* 本文:
######

けんちゃん(以下「け」):バレーボールとかどう?
お:でも、BASICじゃあ速度の都合上キャラクタは2人くらいがやっとだね。
け:ならビーチバレーにすればいいんじゃない。
お:それいいね。
ということで「ビーチバレー(仮)」というタイトルで開発を開始したのである。
翌日キャラクタ表示部分のサンプルを作ってみたが、OPASを使用してもキャラクタ4人
(もちろん2人×2チーム)を表示するだけで160m秒もかかってしまう。OPASを使用しな
ければ軽く200m秒を越えていたことであろう。実は数年前にもこのような2人制のバレーは
考案したのだけどこのキャラクタの表示の遅さがどうしても解決できずに制作を断念
しているのだ。バレーボールのゲームといえばE500では7年前のベーマガに掲載された
「だいちゃんの日記〜バレーボール編〜」くらいしか思い当たらないが、このゲームは
1人対1人にもかかわらずメインルーチン1回当たりの実行速度は300m秒くらいかかって
いたのである。最終目標は秒8コマ(120m秒程度)である。現時点ではこの目標にかなり
近いように思えるが、ここからキー入力判定や当たり判定、ボールの表示などを入れたら
少なくとも2倍は遅くなることが考えられるので、目標には遠く及ばないことになる。
まだこれ以上速くする余地が多く残されているので開発を継続することにした。
とりあえず、キー入力判定(左右移動のみ)を入れてみたら、190m秒になってしまった。
せっかくOPASを使うのだから少しはグラフィックに凝りたいのでコートを立体的にして
みる。(ちなみにコートはフォント書き換えで選手はOPASのスクロール機能を用いて
表示している。GPRINTなどと違ってキャラクタの消去処理が不要なので表示のちらつきは
皆無なのである。)これにより、見た目は大幅にグレードアップしたが、処理速度は
ほとんど遅くなっていないのだ。
しかし、これには問題があったのだ。選手にスクロール機能を用いて表示しているので
スクロールの範囲外(コートの外)には移動できないのである。これは、意外に簡単に
解決した。要はコートの外にレシーブしたボールが飛ばないようにすればよいのである。
次にいよいよボールの表示と当たり判定(この時点ではまだネットの当たり判定は
入れていない。これが後に以外に面倒なことを引き起こすのだが・・・)を入れてみる。
お:とりあえず、動くようになったけどやってみて。
け:これって難しくない?
それもそのはず、この時点では落下予測ポイントの表示がなかったのだ。ゲーム
バランス調整は後からでもできるので、まずはゲームの開発を進めることにした。
とりあえず、2人用は形になったので次は対コンピュータのプログラムを作ることに
した。まず、問題となったのは思考ルーチンで、ただでさえあまり速くないプログラムを
これ以上遅くならないようにするために簡単かつ強いものを考えなければならないので
ある。
構想の段階でコンピュータの強さは5段階(3段階では強さの差が大きすぎるし、7段階
ではあとでPFキーを使って難易度設定するかもしれないのでそのときに困るから5段階
というのがちょうどよいと思った。)に設定できるようにしていたのだが、難易度の
設定はあとからやることにしてとりあえず対コンピュータを作ってみた。

######

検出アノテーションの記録
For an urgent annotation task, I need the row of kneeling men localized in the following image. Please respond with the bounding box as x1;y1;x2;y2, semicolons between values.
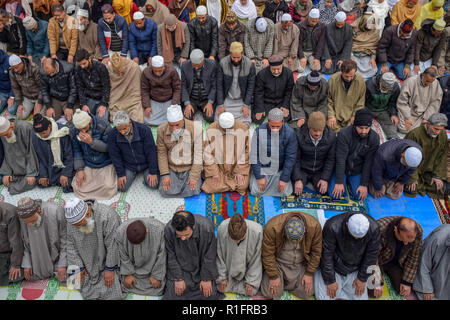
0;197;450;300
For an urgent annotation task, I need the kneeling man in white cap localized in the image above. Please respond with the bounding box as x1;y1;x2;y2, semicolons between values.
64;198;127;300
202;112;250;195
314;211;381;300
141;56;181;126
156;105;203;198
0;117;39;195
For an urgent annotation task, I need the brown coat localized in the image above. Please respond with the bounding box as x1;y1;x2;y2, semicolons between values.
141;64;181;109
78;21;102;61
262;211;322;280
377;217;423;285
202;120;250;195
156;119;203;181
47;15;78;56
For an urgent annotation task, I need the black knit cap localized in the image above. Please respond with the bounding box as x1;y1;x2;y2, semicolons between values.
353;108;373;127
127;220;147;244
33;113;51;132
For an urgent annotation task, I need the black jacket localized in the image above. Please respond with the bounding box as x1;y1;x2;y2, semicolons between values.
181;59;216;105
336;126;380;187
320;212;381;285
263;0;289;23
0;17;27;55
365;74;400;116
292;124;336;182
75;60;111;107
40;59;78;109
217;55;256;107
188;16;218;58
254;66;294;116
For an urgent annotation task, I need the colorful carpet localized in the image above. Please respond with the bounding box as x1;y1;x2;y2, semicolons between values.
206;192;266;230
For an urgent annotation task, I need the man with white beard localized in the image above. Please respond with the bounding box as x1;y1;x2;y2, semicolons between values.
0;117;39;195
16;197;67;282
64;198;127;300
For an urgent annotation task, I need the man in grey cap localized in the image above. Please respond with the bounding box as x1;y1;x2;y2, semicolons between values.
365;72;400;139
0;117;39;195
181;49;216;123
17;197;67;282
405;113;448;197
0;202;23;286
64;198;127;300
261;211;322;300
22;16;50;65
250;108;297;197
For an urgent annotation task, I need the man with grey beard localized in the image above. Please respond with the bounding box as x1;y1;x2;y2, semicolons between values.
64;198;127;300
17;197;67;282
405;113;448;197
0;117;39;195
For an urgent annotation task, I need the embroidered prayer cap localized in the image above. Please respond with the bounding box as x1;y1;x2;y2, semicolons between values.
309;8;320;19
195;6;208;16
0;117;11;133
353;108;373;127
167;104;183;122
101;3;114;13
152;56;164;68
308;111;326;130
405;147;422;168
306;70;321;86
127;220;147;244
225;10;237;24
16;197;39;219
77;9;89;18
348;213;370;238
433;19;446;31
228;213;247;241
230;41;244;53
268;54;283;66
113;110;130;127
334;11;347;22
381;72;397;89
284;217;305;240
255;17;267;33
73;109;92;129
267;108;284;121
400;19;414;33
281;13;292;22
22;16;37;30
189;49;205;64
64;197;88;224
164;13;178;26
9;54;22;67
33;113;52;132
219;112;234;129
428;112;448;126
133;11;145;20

######

* 課題:
a. 本文で「とりあえず、キー入力判定(左右移動のみ)を入れてみたら」で始まる段落を、主な事実を残したまま箇条書きに書き直せ。
b. 本文に出てくる「m秒」単位の数値を、登場順にすべて挙げよ。

* 解答:
a.
- キー入力判定(左右移動のみ)を加えると、190m秒になった。
- OPASを使う以上グラフィックに凝りたいと考え、コートを立体的にした。
- コートはフォント書き換えで、選手はOPASのスクロール機能で表示している。
- GPRINTなどと違ってキャラクタの消去処理が不要なため、表示のちらつきはない。
- 見た目は大幅に向上したが、処理速度はほとんど落ちていない。

b. 160m秒、200m秒、300m秒、120m秒、190m秒